(SET OF TASKS):
A. Rewrite the toddler forum excerpt starting at "I think, if" and ending at "GP straight away.", changing "straight away" to "right away".
B. Decide whether each statement agrees with the toddler forum excerpt, answering yes or no and quoting the deciding words: (i) The parent expects her daughter's real empathy to come when she is probably approaching 4. (ii) The parent says her daughter hits and pushes children aged 4/5 and above. (iii) The parent plans to speak to the HV at her daughter's next appointment.

(EXCERPT TO READ):
— start —
I think, if I were you, I would speak to your HV first and get her view. She might say wait for a bit because your DD is so young but at least it would be out there and if things don't change she can see this is an on-going problem when you go back in a few months. If she thinks there is a genuine issue now, she can refer you to the GP straight away.

I hope it is something and nothing though and your DD is just going through a 'challenging' period. Smile

loulourw · 12/07/2013 15:42

Thank you for taking the time here. I really appreciate it. I think you are right in that I probably do expect too much of her when actually she is not at the stage where it will happen. It is a tough one because of course I want to try to help her understand how her actions make others feel but I do know that real empathy wont come until she is probably approaching 4. She is good at turn taking when playing with other children, she happily gives up toys for others and returns them if I ask her to. Like all toddlers she snatches things she wants but sometimes only because she likes to see the reaction of the other kids who usually scream/shout. She plays particularly well with children that are older than her eg 4/5yrs and above and doesn't hit, push these children. It's difficult as although I have my concerns regarding the sensory thing I'm reluctant to push someone to put a label on it so soon. I will speak to our HV at her next appointment but in my experience ours are pretty rubbish and I'm not sure how much they know? Will keep you all posted. Hmmmmm toddlers!!!
— end —
(PROVIDED DATA):
— start —
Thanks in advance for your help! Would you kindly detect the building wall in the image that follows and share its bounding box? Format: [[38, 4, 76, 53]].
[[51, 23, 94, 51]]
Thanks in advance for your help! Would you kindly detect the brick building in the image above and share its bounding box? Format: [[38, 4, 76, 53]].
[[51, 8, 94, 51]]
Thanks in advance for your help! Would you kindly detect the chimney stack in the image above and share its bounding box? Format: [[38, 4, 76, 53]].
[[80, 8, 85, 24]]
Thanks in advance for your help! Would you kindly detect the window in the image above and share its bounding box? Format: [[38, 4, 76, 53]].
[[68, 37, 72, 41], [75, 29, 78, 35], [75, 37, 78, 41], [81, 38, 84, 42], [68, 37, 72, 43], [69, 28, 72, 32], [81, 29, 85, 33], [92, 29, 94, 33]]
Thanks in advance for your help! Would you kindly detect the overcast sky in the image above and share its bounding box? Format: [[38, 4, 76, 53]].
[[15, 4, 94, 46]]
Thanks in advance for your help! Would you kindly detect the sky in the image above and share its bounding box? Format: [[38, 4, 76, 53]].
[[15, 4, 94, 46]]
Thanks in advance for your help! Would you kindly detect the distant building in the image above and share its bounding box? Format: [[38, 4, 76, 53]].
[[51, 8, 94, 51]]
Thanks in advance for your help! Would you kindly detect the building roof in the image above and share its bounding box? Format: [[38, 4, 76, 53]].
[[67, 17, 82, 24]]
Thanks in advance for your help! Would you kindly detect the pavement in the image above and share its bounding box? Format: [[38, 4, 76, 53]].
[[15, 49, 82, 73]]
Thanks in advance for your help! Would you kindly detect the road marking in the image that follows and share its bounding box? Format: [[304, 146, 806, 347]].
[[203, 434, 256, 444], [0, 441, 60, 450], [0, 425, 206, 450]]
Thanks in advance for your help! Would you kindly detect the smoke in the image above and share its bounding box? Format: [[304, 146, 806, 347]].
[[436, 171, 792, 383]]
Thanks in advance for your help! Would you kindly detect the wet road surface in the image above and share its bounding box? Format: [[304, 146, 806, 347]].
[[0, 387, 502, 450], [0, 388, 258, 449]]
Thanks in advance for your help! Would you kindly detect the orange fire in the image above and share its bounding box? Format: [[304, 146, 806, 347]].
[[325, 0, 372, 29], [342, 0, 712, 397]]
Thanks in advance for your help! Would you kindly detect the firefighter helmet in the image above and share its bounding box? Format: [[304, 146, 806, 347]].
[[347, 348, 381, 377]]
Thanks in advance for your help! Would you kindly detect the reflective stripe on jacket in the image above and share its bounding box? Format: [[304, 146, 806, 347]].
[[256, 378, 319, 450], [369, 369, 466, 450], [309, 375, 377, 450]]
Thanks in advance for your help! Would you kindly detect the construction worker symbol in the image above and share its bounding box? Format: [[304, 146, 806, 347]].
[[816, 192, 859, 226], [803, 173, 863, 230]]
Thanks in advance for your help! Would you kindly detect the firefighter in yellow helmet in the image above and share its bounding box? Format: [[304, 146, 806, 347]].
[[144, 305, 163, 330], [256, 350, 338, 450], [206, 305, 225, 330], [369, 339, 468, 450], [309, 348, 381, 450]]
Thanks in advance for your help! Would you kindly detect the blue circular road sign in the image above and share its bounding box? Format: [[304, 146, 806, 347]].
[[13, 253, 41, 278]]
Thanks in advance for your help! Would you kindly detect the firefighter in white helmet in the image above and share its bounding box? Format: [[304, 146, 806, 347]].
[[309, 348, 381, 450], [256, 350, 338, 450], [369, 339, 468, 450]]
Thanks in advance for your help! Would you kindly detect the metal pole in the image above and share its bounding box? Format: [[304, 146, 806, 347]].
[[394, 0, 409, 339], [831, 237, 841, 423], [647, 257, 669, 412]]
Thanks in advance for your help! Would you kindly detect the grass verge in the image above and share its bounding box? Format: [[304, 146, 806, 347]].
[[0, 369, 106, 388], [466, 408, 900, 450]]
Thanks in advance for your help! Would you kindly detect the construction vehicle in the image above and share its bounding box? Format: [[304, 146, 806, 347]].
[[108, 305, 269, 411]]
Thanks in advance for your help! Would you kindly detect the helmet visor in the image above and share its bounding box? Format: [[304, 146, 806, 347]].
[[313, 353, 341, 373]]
— end —
(RESPONSES TO THE EXERCISE):
A.
I think, if I were you, I would speak to your HV first and get her view. She might say wait for a bit because your DD is so young but at least it would be out there and if things don't change she can see this is an on-going problem when you go back in a few months. If she thinks there is a genuine issue now, she can refer you to the GP right away.

B.
(i) Yes: "real empathy wont come until she is probably approaching 4"
(ii) No: "doesn't hit, push these children"
(iii) Yes: "I will speak to our HV at her next appointment"